WORK TO COMPLETE:
• a. Translate this sentence from the Cyber Monday article into Spanish: "In today’s retail world, every day is Cyber Monday."
• b. Please echo everything in the Cyber Monday article from "But with stores" down to "shop online today.".
• c. Answer these questions using the Cyber Monday article.
(i) What percentage of all consumers expected to shop online today?
(ii) Who is the director of Siena Research Institute?
(iii) What should be added to the total cost when comparing prices?

EXTRACT PROVIDED:
------------

In today’s retail world, every day is Cyber Monday.
Just ask any bricks-and-mortar retailer who laments their loss of market share to a website like Amazon.com, or takes steps to fight showrooming – the phenomenon where consumers inspect products in stores, then order them online at better prices.
But with stores opening on Thanksgiving and Black Friday becoming more of a hassle than it’s worth, Cyber Monday is becoming more popular than ever. One website even circulated video footage of a chaotic Black Friday stampede as a way to entice people to stay home and shop with them from the comfort of their own homes.
“Move over Black Friday, the Internet is here,” said Don Levy, director of Siena Research Institute, in its annual report about holiday spending by New Yorkers.
While 23 percent of people polled said they planned to shop in stores on Black Friday, 34 percent of all consumers anticipated that they would shop online today.
Thanks to successful marketing around Cyber Monday – named after the large numbers of workers who spent that day shopping online at their desks the Monday after Thanksgiving – many online retailers will offer great deals today.
If you decide to go bargain hunting on the Web, keep these tips in mind.
Be cautious about limited-time and mystery deals
Some websites offer mystery deals that aren’t revealed until the minute they go on sale. Others are offered with a time limit or in limited quantities.
These types of deals are designed to drive impulse purchases; to get you to spend money without thinking or doing your homework. Take your time when deciding whether to buy something. Ask yourself – would I buy this if it wasn’t on sale?
Don’t forget to factor in shipping
Shipping costs can vary widely. When comparing prices, be sure to add shipping into the total cost before making a decision.

------------

[Collected data]
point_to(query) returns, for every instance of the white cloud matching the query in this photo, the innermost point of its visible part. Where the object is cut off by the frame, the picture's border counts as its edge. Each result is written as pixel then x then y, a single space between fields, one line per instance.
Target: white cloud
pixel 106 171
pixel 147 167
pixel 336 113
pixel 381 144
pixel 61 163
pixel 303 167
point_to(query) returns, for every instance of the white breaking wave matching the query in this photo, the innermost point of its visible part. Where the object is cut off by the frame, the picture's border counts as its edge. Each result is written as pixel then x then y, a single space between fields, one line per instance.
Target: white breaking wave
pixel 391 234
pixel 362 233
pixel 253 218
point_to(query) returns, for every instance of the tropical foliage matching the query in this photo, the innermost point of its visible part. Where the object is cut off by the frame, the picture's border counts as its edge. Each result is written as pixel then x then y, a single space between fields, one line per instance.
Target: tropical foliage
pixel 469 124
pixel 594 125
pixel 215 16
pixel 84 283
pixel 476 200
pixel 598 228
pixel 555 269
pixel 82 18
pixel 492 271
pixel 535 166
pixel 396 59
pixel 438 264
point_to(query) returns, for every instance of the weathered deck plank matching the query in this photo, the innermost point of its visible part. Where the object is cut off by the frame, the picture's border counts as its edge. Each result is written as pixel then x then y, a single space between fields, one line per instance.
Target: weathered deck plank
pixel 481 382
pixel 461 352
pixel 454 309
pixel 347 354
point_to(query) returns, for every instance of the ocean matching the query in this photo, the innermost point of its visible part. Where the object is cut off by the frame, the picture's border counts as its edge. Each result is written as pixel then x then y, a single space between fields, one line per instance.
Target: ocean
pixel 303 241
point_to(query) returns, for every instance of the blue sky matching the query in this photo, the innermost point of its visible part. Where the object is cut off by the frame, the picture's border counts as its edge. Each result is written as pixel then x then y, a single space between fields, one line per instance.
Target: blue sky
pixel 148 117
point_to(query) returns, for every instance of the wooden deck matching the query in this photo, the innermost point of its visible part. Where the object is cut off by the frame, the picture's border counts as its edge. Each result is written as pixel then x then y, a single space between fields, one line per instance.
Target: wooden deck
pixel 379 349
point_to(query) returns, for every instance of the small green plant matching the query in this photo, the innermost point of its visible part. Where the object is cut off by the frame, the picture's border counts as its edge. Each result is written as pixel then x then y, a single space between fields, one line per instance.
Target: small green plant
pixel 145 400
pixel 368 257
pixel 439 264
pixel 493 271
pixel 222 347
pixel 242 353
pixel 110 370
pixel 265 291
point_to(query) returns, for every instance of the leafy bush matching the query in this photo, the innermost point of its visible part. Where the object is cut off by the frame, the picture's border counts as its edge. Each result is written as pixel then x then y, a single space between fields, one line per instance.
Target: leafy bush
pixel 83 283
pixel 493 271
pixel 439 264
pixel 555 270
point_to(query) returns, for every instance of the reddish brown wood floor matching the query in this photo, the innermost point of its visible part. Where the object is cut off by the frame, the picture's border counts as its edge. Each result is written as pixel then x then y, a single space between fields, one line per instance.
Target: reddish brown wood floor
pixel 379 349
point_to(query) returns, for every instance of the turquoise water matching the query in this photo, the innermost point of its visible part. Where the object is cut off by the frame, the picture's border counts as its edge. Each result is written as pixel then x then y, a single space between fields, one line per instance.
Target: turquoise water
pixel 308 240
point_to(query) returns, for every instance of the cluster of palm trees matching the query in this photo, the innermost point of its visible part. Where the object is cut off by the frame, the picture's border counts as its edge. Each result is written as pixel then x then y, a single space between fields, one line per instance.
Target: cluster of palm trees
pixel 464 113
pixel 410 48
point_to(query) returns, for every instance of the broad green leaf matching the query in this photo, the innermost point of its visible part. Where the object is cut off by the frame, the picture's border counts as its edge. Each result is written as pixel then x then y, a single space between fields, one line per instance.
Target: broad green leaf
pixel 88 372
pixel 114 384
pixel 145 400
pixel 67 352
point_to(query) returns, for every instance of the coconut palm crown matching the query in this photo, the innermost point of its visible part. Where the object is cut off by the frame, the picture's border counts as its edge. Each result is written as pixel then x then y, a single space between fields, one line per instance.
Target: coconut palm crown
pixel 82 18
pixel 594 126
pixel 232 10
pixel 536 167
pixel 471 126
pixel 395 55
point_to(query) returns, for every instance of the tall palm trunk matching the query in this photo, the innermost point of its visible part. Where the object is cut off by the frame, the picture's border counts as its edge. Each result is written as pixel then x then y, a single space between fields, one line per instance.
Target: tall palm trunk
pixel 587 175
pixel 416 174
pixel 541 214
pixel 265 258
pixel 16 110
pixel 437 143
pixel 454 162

------------

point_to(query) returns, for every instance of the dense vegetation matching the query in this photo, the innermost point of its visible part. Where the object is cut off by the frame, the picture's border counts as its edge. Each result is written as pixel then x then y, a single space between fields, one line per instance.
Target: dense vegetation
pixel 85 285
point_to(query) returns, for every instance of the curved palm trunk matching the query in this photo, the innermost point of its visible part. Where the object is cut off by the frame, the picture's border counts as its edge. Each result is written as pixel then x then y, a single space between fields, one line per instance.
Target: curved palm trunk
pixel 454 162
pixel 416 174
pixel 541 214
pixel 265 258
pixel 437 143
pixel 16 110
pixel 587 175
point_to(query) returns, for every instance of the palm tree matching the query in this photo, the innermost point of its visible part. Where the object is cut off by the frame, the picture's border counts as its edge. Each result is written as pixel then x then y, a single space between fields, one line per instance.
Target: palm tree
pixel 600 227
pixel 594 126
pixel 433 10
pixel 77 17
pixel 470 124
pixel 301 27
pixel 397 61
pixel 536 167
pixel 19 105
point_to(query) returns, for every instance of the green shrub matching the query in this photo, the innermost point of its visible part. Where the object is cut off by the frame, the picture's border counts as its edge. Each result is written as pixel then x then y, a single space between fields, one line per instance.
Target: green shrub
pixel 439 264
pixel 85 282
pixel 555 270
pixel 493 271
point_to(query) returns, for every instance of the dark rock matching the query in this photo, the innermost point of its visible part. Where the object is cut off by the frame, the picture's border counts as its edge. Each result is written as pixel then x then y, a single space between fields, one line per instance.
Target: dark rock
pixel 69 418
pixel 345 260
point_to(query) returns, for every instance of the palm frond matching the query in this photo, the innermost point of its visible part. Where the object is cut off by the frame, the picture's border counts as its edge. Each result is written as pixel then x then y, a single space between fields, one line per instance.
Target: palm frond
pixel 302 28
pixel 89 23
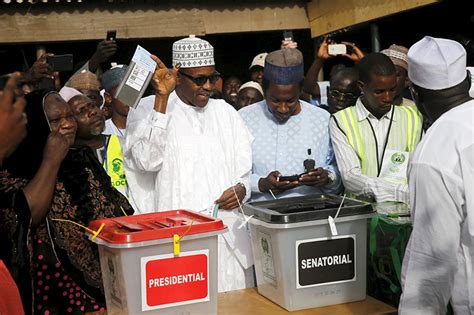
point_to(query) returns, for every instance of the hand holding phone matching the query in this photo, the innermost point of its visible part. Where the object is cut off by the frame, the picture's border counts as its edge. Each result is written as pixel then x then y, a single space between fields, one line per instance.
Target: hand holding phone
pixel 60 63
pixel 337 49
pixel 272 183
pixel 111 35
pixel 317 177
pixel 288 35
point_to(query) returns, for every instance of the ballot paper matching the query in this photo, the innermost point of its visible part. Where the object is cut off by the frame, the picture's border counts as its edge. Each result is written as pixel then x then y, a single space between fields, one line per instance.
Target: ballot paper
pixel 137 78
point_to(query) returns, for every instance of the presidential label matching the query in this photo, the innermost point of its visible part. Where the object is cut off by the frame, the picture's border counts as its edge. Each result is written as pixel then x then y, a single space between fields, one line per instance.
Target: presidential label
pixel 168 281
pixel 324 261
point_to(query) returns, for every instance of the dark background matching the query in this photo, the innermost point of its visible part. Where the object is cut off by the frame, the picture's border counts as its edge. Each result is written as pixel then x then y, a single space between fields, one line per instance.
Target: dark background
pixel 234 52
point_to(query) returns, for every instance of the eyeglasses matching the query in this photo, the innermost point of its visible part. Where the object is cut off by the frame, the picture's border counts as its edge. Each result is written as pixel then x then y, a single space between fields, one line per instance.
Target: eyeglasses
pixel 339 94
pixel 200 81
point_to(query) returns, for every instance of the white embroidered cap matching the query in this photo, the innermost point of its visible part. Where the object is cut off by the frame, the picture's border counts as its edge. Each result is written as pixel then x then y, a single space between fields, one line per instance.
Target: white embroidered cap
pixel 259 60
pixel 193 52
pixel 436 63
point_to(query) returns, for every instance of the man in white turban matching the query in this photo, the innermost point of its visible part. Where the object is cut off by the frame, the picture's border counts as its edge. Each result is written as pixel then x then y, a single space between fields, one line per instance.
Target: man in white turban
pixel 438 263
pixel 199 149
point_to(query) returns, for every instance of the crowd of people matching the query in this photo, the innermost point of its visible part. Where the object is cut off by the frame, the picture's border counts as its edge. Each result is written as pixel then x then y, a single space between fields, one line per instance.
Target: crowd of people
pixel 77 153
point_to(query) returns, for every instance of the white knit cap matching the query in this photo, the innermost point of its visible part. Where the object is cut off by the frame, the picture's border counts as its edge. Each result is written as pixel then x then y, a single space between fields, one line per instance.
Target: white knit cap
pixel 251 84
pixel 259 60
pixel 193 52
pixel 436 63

------------

REPLIES:
• a. En el mundo minorista actual, cada día es Cyber Monday.

• b.
But with stores opening on Thanksgiving and Black Friday becoming more of a hassle than it’s worth, Cyber Monday is becoming more popular than ever. One website even circulated video footage of a chaotic Black Friday stampede as a way to entice people to stay home and shop with them from the comfort of their own homes.
“Move over Black Friday, the Internet is here,” said Don Levy, director of Siena Research Institute, in its annual report about holiday spending by New Yorkers.
While 23 percent of people polled said they planned to shop in stores on Black Friday, 34 percent of all consumers anticipated that they would shop online today.

• c.
(i) 34 percent
(ii) Don Levy
(iii) Shipping